(SHORT TASK): Reproduce word for word the lines of the listing starting at the line containing "Emit one marker per instance in this form: [(12, 333)]." and ending at the line containing "46), (453, 48)]", both included.

** start **

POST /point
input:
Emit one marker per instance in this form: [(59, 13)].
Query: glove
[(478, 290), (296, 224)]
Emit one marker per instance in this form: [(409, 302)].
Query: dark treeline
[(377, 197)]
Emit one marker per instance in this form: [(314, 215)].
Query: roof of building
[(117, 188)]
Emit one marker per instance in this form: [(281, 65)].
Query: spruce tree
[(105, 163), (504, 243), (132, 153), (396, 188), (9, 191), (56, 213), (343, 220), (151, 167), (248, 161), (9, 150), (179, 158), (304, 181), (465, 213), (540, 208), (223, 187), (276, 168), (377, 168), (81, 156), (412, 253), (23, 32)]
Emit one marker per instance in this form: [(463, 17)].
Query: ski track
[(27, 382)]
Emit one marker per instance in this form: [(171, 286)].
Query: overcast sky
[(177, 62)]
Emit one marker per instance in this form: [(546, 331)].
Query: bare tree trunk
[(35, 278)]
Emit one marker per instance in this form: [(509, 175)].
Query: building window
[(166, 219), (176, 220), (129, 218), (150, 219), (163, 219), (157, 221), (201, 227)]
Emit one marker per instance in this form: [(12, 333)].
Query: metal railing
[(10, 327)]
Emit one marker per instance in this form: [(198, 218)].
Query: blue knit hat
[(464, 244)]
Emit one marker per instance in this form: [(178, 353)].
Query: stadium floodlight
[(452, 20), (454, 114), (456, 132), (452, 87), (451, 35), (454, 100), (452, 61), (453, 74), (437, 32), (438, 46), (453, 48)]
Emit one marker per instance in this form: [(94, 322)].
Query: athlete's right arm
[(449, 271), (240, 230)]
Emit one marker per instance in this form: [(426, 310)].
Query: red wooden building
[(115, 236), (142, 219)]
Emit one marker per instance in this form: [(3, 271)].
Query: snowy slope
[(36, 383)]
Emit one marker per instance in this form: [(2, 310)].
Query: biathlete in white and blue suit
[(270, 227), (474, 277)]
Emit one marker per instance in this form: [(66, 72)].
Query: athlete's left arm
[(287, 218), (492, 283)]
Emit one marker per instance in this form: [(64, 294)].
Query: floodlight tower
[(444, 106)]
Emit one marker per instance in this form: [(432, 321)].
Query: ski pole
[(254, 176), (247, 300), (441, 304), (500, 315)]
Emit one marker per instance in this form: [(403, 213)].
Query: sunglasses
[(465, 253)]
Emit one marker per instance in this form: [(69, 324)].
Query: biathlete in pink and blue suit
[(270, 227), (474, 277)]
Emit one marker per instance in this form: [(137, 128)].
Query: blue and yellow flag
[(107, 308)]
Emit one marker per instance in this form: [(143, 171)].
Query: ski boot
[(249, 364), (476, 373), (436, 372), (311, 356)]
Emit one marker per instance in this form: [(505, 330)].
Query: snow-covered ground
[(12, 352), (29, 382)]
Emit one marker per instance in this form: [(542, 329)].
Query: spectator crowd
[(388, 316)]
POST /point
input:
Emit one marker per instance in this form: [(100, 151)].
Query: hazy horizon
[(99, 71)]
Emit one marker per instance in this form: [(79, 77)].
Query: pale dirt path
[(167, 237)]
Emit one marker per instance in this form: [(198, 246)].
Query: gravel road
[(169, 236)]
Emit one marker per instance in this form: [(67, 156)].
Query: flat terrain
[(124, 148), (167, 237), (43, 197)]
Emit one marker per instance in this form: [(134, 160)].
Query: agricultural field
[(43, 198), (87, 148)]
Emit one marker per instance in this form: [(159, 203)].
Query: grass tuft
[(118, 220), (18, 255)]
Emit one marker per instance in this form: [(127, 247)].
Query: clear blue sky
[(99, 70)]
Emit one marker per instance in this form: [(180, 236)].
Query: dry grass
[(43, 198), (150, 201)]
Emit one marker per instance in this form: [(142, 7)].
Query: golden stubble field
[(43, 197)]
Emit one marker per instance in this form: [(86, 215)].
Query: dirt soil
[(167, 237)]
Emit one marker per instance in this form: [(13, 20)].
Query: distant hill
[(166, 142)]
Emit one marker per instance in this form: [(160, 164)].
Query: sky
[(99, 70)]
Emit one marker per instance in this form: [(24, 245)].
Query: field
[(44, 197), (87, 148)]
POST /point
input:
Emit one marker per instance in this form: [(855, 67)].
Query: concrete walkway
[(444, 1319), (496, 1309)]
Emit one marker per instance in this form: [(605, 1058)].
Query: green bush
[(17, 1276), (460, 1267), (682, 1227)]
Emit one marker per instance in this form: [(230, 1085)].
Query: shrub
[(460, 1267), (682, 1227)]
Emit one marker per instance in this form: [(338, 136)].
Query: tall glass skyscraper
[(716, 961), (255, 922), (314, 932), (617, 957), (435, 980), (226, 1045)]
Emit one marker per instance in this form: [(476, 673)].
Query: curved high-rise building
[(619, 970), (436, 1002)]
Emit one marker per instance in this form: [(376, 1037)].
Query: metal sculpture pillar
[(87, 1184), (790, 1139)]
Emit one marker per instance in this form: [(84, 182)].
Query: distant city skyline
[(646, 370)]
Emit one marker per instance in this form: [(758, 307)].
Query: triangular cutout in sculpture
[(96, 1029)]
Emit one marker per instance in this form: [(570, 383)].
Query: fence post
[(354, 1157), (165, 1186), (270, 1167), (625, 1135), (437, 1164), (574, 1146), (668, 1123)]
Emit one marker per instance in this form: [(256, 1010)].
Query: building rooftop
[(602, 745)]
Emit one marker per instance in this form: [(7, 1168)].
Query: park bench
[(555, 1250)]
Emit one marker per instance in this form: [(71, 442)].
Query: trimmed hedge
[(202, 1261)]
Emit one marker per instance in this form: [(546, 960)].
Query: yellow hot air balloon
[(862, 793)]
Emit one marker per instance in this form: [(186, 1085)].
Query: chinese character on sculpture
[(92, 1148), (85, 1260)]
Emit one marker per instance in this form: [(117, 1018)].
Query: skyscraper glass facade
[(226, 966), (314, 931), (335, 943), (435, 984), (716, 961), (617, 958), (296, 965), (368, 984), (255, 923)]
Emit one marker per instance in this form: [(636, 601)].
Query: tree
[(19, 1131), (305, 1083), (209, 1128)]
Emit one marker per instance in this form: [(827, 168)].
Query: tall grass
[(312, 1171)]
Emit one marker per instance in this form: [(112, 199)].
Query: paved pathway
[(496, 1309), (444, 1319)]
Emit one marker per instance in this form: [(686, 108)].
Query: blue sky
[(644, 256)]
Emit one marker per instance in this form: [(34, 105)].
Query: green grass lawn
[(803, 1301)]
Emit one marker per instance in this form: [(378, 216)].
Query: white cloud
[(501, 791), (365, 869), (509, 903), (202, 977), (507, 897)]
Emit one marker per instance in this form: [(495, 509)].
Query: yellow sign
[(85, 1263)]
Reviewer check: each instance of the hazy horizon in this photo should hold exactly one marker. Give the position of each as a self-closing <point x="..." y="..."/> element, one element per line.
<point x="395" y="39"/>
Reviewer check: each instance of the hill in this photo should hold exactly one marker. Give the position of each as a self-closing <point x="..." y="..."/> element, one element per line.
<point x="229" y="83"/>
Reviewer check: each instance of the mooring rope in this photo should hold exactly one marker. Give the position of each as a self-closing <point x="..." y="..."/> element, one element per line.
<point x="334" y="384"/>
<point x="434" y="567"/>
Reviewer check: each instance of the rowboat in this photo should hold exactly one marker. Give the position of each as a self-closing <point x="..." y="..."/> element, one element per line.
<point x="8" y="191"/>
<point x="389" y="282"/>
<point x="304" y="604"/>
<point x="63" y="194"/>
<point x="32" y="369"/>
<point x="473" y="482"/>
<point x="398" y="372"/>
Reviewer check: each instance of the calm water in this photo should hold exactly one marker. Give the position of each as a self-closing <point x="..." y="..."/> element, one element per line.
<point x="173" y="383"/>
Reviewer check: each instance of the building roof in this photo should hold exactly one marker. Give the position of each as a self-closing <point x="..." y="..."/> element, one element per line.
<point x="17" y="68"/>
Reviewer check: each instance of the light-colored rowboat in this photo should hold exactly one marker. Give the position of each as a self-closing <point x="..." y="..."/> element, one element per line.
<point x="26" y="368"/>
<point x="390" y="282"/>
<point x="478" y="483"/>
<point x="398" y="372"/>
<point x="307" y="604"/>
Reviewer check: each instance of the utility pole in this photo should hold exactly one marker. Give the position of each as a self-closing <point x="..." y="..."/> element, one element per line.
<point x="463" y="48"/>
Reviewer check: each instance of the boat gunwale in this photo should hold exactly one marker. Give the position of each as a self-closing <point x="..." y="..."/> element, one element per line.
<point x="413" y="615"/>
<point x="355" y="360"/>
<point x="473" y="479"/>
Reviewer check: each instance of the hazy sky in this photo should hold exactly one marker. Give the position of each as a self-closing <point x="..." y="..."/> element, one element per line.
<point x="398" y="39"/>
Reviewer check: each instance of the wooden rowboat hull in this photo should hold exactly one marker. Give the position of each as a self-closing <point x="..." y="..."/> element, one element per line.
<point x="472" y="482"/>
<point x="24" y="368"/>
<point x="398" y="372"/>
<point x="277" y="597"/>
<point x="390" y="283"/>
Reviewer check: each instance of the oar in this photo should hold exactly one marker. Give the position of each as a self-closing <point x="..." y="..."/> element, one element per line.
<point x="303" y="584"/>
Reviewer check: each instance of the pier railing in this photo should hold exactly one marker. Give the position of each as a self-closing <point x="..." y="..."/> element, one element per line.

** end **

(TASK OUTPUT):
Emit one marker per instance in this form: [(12, 333)].
Query: metal railing
[(10, 327)]
Emit one marker per instance in this form: [(198, 218)].
Query: blue knit hat
[(464, 244)]
Emit one marker per instance in this form: [(178, 353)].
Query: stadium floodlight
[(452, 20), (454, 114), (456, 132), (452, 87), (451, 35), (454, 100), (452, 61), (453, 74), (437, 32), (438, 46), (453, 48)]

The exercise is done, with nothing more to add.